* Study material
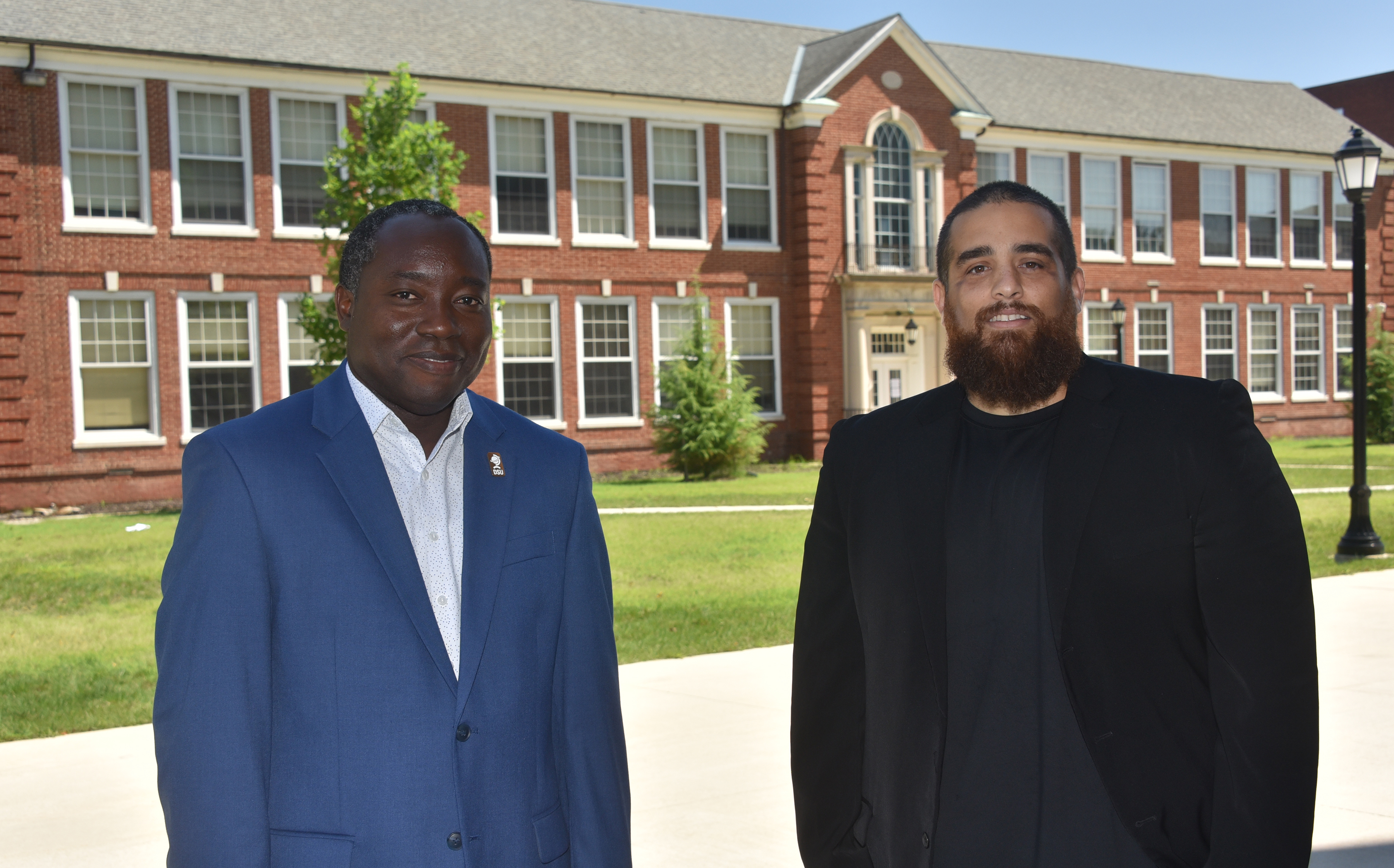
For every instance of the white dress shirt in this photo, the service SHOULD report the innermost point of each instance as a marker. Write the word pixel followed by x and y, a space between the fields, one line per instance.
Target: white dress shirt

...

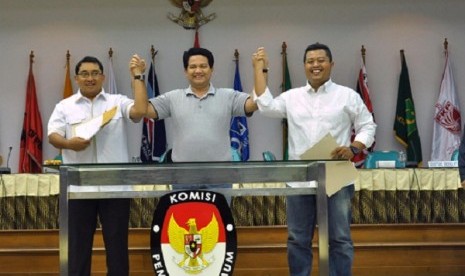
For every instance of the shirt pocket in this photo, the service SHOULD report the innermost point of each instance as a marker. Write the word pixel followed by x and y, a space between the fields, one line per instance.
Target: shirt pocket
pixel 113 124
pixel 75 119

* Instructions to follow
All that is wanted is the stretch of lines above from the one containing "For every instance of the white" through the one containing "Target: white dress shirt", duplicated exactly.

* Answer to this problem
For every instance of the white dress shirt in this photo, the service SHOULD report the innermost point of each instance as a marker. Write the word pixel followed by x and y, a space between the fields, one line per instance.
Target: white dress shirt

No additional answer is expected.